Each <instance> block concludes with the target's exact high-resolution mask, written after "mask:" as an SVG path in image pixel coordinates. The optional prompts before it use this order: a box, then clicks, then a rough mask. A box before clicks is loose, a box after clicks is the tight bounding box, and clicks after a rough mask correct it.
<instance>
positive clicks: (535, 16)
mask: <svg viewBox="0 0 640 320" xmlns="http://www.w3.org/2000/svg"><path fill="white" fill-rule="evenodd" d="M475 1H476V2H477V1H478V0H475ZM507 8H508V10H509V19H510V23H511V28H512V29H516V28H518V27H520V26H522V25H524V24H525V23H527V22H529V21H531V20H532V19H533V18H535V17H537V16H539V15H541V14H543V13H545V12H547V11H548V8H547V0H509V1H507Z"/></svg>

...

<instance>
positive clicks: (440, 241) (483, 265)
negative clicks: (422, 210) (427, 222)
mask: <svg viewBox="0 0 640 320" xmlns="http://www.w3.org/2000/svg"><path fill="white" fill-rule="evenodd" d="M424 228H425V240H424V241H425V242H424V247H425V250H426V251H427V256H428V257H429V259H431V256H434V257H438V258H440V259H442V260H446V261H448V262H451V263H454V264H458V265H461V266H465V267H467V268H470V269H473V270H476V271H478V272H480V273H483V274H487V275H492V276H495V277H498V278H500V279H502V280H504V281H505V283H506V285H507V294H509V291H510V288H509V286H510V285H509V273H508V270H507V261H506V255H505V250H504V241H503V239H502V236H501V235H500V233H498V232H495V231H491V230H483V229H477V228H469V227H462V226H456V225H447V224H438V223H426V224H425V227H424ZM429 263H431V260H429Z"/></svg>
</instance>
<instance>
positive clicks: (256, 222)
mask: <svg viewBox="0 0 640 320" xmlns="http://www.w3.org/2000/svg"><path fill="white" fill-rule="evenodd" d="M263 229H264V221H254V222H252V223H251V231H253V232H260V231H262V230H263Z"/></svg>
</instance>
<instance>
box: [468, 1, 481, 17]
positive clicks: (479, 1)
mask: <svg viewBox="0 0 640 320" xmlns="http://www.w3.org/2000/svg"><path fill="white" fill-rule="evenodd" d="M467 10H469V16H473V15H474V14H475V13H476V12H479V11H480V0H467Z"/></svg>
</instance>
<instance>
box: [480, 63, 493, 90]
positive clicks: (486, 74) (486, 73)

WORK ORDER: List every line of the data above that contains the string "positive", copying each line in full.

ANSWER SPACE:
positive clicks: (535, 16)
positive clicks: (440, 241) (483, 265)
positive clicks: (256, 222)
positive clicks: (479, 1)
positive clicks: (486, 74) (486, 73)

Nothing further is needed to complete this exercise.